● **Fragmento del texto**:
<<<<

Ese fiar de Carranza, sin embargo, no estaba idealizado; y
como, si no él, sí sus colaboradores criticaron la llamada
debilidad del presidente Francisco I. Madero, se dispuso a llevar
a cabo lo que según el vulgo político había escaseado en aquél:
la fuerza de las armas contra los autores de actos sediciosos. Así,
el Presidente no se detuvo, dentro de ese plan, para acusar a
Obregón, quien si ciertamente estaba en tratos con agentes de
todos los grupos políticos mexicanos, esto, hecho dentro de
lineamientos correspondientes a una campaña electoral, no
afeaba su conducta ni podía ser causa de proceso. El Presidente,
pues, advirtió con aquella medida que estaba dispuesto a
proceder contra quienes proyectaran trastornar el orden
público.
De esta suerte, al tiempo de acusar a Obregón, Carranza
mandó la vigilancia de cada uno de los pasos del caudillo; que la
policía no perdiese de vista a los generales Benjamín G. Hill y
Francisco R. Serrano, líderes de primera fila del obregonismo;
que fuesen espiados los movimientos de catorce diputados
señalados como instigadores de una posible asonada. Después,
dispuso que el general Manuel M. Diéguez se hiciese cargo de la
situación militar en Sonora, instruyendo al propio general a fin
de que, en caso necesario destituyese y aprehendiese al gobernador
Adolfo de la Huerta. Ordenó asimismo que el general
Francisco Murguía iniciara la organización de un Ejército del Centro, para castigar cualquier acto rebelde de los gobernadores Estrada y Ortiz Rubio. Por último, consideró conveniente, si no
transar con el general Pablo González, cuando menos neutralizarle;
aunque, creyendo conocer el ser ambicioso de éste, vino a
capricho del Presidente emplear hacia González el halago y la
promesa, estimando muy superficialmente que eso bastaría para
calmarle y disuadirle, olvidando que dentro de tal hombre, no
sólo bullían los deseos de gobernar, sino también la pasión
emotiva de los ideales democráticos. Los jefes revolucionarios,
en efecto, no podían olvidar sus ideas formativas: el valimiento
del programa de Flores Magón, que desde 1906 les había hecho
enemigos de todo gobierno personal; las enseñanzas de Madero,
que dejaron huellas indelebles del desinterés político individual
y el ejemplo popular de 1913, condenando las violencias de las
armas. Aquellos hombres, pues, como González, con profundos
sentimientos democráticos, no se doblegarían a un propósito de
mera autoridad. La autoridad que siempre tiene un límite en los
sentimientos y principios humanos.
Por otra parte, el Presidente acudió a González en destiempo.

>>>>

● **Datos proporcionados**:
<<<<

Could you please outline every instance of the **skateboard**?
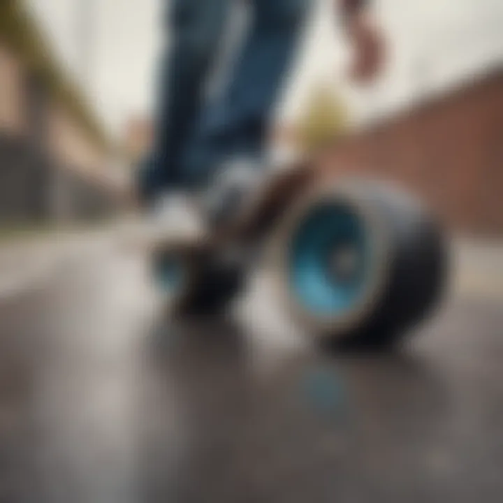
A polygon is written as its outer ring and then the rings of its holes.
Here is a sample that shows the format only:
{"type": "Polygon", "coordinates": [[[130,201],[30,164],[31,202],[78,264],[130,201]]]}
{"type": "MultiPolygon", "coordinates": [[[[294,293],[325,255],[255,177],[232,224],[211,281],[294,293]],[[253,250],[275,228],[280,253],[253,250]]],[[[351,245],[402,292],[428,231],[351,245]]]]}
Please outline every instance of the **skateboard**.
{"type": "Polygon", "coordinates": [[[270,175],[241,206],[197,240],[152,250],[173,316],[225,310],[259,258],[281,305],[323,344],[393,342],[441,300],[444,233],[401,189],[300,163],[270,175]]]}

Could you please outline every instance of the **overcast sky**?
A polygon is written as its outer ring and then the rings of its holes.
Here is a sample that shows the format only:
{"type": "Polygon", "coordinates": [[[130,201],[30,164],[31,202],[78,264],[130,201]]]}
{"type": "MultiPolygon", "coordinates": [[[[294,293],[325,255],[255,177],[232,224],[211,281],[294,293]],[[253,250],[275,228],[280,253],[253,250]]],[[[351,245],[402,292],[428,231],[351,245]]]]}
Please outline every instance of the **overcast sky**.
{"type": "MultiPolygon", "coordinates": [[[[27,0],[75,78],[82,81],[85,74],[93,104],[115,133],[129,117],[148,113],[153,106],[166,1],[27,0]],[[87,54],[79,36],[83,5],[92,13],[87,54]]],[[[326,15],[333,1],[319,0],[279,107],[280,117],[295,117],[320,81],[339,89],[356,119],[365,121],[503,61],[502,0],[376,0],[390,41],[390,61],[372,88],[355,89],[344,77],[347,48],[326,15]]]]}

>>>>

● **Instrucciones**:
- 1) Resume en dos oraciones el fragmento sobre las medidas de Carranza contra el obregonismo.
- 2) Prosigue el fragmento sobre las medidas de Carranza contra el obregonismo a partir de su última oración.

● **Respuestas**:
- 1) Para advertir que estaba dispuesto a proceder contra quienes proyectaran trastornar el orden público, Carranza acusó a Obregón y mandó vigilar sus pasos, así como los de los generales Hill y Serrano y los de catorce diputados. Además, encargó a Diéguez la situación militar en Sonora y a Murguía la organización de un Ejército del Centro, e intentó neutralizar a Pablo González con halagos y promesas, sin considerar que a este lo movían también profundos ideales democráticos que no se doblegarían ante la mera autoridad.

- 2)
Este, hechos tenía ya sus compromisos de política y honor con sus partidarios; y el compromiso político, para aquellos hombres brotados de la idealidad, no constituía un juego de interés: era el severo cumplimiento de deberes con el partidario y amigo. Los vínculos electorales no correspondían a
lo cambiable. Cada quien elegía libremente su partido y su
caudillo, lo cual, se marchaba al fin de la causa sin titubeos. La
política civil de 1920, significó una prolongación de la política
guerrera, en la cual no se admitieron transacciones.
Así, cuando Carranza llamó a González, éste, además del
compromiso con sus partidarios, lo tenía también, aunque sin
vinculación precisa, con el general Obregón. No se habían
reunido más que una sola vez, y esto, sólo para confirmar el uno
y otro, su disposición de oponerse a cualquiera intervención del
gobierno nacional en las elecciones presidenciales. No existía
entre ambos ningún pacto escrito o verbal; pero no podía
negarse que estaban asociados en el tema democrático de 1910.
Sus lugartenientes conferenciaban a menudo, pero sin actos
compromisorios.
Tales antecedentes existían cuando el presidente de la
República y González conversaron sobre los asuntos políticos; y aunque Carranza tuvo el notorio propósito de comprometer al
general, éste no pronunció una palabra de subordinación,
aunque no dejó de expresar su respeto al Presidente.
Con esto, el flanco gonzalista, quedó excluido de la defensa
del Gobierno, máxime que poco adelante (10 de abril),
González y Obregón conversaban a manera de socios políticos
que se entendían, y aunque el acontecimiento fue una mera
finta obregonista, no por ello dejó de hacer crisis en el alma de
Carranza, quien siempre había tenido la idea de que González
era su hechura, esto es, un individuo sin más personalidad que
la dada por el propio Carranza, y a quien bastaría que le dirigiese
unas palabras de orden para ponerle fácilmente bajo su ala.
Mas ahora, ya conocedor del ánimo de González, el
Presidente quiso saber cuál sería el comportamiento futuro de
los lugartenientes de aquél, quienes a su vez eran los comandantes
de los cuerpos militares del ejército de operaciones en
Morelos, Tlaxcala, Puebla y México. El sondeo estuvo también
fuera de tiempo: El gonzalismo representaba una fuerza militar
frente al poder constitucional de Carranza. Este, sin embargo,
no se sintió inclinado a la rendición o la transacción. Tenía
derecho a exigir el imperio de su autoridad legítima.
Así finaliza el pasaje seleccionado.